──────── Selected extract ────────

Potash Corp. of Saskatchewan (NYSE:POT - News) hit a grand slam Thursday, smashing first-quarter views amid soaring demand for its fertilizers. But its shares sold off 5% as the booming agricultural sector took a breather.
The fertilizer dynamo earned $1.74 a share, up 181% vs. a year earlier and 22 cents above Wall Street forecasts. Revenue surged 64% to $1.89 billion. Potash also raised its 2008 earnings guidance.
The world's largest fertilizer company by capacity, Potash Corp. produces the three primary plant nutrients. It is No. 1 in potash capacity, No. 2 in nitrogen and No. 3 in phosphate.
"The key driver for the quarter was really offshore demand for potash, which was up 23%," CEO Bill Doyle told IBD. "And we had record gross margins in all our products due to the very strong demand for fertilizer around the world in response to the food shortage."
'Tremendous Growth' Ahead
Potash Corp. has been on a long winning streak, a trend that Doyle expects will continue.
"We think there's tremendous growth in front of us," he said. "We think we're at the beginning of an earnings explosion. We are the only company in our business that can bring on idle capacity, because we have it and no one else does."
Potash is the company's biggest earnings contributor. The product generated close to half of the company's 2007 gross margin.
"We have a case where world demand is close to, if not outstripping, the supply of potash," said Tom Stundza, executive editor of Purchasing magazine. "Worldwide demand for food and other agricultural commodities has created this boom market for fertilizers and the chemicals that make fertilizer. The buying community is pretty much trying to keep up with what's needed out there."
Separately, Brazilian oilseed processor and fertilizer producer Bunge on Thursday also beat first-quarter views, buoyed by the same tail winds of record demand and prices for agricultural products. Bunge shares, down early, rallied late to close 1% higher.
Shares of CNH Global tumbled 17% after missing first-quarter earnings forecasts. Analysts said woes at the world's No. 2 farm equipment maker were company-specific, but they helped trigger a sectorwide bout of profit-taking.
"These shares have been up for a long time, and there's a point 14 time when some investors want to take some of their money off the table," said analyst Bill Selesky of Argus Research. "But the long-term prospects for the commodities companies look good."
Priceless Potash
The main growth driver for Potash is rising prices of all three of its products, said analyst Brian Yu of Citigroup. In the first quarter, the spot price of potash averaged 92% higher than in first-quarter 2007, phosphate prices were up 143%, and nitrogen prices rose 54%, Yu said.
Like many of its peers in agriculture-related sectors, Potash is getting a big boost from high crop prices. Prices of many key crops -- corn, wheat and soy -- are near or at all-time highs.
As a result, farmers have the incentive and the means to buy more fertilizer to grow more crops, said Yu.
That's pushing up prices of fertilizers, which have a finite source of supply, Selesky said.
He expects the strong demand for fertilizer to continue.
"It goes with the ups and downs of the crop cycle and global food demand," he said. "I don't see any of those trends slowing. With respect to crop prices, we think there's a secular change that will last for years."
CEO Doyle also sees the global agricultural boom continuing.
He notes that hundreds of millions of people in places like India and China are moving from starch-based diets to protein-based diets, including meat. It takes far more grain to produce meat to feed a family than it does for a family that simply eats grains.
Farmers will need fertilizer to grow those extra crops, Doyle said.

────────

Problem requirements:
In the article on Potash Corp.'s first-quarter results, by how much did the company's revenue rise, and to what amount?

──────── Provided records ────────

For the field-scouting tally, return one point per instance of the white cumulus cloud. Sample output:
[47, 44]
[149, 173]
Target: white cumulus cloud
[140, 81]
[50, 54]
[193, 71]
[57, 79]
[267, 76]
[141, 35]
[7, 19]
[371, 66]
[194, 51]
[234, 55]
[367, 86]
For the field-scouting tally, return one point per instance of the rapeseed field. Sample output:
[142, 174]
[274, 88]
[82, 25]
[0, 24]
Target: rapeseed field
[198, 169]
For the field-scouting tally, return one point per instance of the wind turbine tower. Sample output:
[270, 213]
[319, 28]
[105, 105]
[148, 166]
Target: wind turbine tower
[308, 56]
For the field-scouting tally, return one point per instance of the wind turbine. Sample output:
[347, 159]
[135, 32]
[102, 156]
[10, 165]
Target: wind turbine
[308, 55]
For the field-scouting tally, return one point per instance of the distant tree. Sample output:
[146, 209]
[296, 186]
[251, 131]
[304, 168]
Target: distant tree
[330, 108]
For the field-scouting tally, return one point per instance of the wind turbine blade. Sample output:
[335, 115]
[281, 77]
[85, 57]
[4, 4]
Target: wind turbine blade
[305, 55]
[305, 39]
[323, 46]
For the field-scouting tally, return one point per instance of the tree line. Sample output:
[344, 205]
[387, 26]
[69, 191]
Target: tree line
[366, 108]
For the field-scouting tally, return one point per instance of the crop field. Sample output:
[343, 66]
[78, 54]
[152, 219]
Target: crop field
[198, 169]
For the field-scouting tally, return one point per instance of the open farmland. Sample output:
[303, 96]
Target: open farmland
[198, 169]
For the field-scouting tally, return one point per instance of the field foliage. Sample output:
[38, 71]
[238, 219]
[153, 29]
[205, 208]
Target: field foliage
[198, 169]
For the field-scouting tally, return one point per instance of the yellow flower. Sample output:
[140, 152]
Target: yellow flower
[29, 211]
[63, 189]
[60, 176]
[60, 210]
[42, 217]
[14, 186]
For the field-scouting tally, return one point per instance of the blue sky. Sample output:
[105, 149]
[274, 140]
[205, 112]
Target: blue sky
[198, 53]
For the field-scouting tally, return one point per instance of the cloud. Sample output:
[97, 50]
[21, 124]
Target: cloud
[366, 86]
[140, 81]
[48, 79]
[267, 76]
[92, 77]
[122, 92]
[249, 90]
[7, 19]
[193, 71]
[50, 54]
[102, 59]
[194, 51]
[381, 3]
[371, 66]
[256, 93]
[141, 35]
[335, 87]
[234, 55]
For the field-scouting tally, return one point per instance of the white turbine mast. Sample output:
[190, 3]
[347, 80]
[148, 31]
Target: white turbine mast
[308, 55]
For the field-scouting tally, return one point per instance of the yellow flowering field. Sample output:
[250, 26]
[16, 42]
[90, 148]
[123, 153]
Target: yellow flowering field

────────

Answer section:
Revenue rose 64% to $1.89 billion.